Lors des déplacemens de la Cour au XVIIIe siècle et par exemple pendant le séjour du Roi à Fontainebleau, c’était une affaire d’assurer les communications avec Paris et Versailles. Il fallait emprunter des chevaux de toutes les routes à vingt lieues à la ronde. On serait surpris de la difficulté de réunir à cette époque un effectif assez modeste en somme d’animaux de selle et d’attelage, si l’on ne savait combien les écuries des maîtres de poste étaient peu garnies. Nous pouvons nous en rendre compte en lisant les rapports des inspecteurs au ministre des Affaires étrangères, M. de Torcy, chargé de la surintendance (1702) : aux environs de Paris, Le Bourget, avec 27 chevaux, était le mieux monté de toute la France. Soissons et Metz viennent ensuite avec 20 têtes (14 bidets et 6 malliers), puis Lyon et Limoges avec 17 seulement. Reims, Nevers, Essonne et Verdun ont chacun 15 chevaux, mais beaucoup de ces animaux ne valent pas grand’chose : sur les 13 recensés à Meaux 4 malliers et 2 bidets sont « tout à fait ruinés ; » sur les 10 de La Ferté-sous-Jouarre 9 ont « les jambes fort travaillées. « Les. routes sont mauvaises, quelques-unes inondées ; prétend-on passer par les champs riverains, les habitans, furieux, vous jettent des pierres ; à Thionville l’inspecteur en a reçu.

- **Données fournies**:
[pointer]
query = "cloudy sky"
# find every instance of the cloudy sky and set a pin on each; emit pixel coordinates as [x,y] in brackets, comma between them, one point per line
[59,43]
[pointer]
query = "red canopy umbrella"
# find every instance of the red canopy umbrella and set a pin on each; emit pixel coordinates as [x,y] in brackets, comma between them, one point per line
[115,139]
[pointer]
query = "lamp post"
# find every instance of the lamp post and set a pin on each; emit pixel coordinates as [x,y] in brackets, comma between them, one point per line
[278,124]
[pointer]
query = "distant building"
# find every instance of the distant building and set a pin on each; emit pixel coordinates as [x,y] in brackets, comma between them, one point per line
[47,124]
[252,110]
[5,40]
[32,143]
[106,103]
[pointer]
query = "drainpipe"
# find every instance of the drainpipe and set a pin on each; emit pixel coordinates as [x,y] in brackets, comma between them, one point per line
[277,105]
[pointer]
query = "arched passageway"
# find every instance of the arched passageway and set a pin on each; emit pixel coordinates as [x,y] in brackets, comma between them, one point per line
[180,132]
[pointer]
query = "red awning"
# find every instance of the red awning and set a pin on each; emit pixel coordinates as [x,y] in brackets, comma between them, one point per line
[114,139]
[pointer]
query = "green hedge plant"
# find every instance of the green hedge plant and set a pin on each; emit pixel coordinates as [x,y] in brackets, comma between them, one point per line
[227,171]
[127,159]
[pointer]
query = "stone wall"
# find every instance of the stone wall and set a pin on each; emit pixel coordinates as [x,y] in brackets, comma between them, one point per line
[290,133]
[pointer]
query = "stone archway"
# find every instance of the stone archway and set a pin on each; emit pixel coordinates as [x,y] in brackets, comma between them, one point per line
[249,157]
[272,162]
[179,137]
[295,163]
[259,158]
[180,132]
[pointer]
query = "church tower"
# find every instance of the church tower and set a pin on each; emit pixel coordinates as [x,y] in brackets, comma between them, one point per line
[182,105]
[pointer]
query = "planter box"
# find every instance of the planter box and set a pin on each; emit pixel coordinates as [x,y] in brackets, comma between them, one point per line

- **Défi 1**: Citez chaque localité de l'extrait dont les écuries comptent au moins 17 chevaux, en indiquant pour chacune le nombre donné.
- **Défi 2**:
Répondez brièvement à ces questions sur l'extrait :
(a) Quel ministre était chargé de la surintendance en 1702 ?
(b) Combien des chevaux de La Ferté-sous-Jouarre ont « les jambes fort travaillées » ?
(c) Que s'est-il passé pour l'inspecteur à Thionville ?

- **Réponse complète 1**:
- Le Bourget : 27 chevaux
- Soissons : 20 chevaux
- Metz : 20 chevaux
- Lyon : 17 chevaux
- Limoges : 17 chevaux

- **Réponse complète 2**:
(a) M. de Torcy, ministre des Affaires étrangères.
(b) Neuf chevaux sur dix.
(c) Les habitants lui ont jeté des pierres.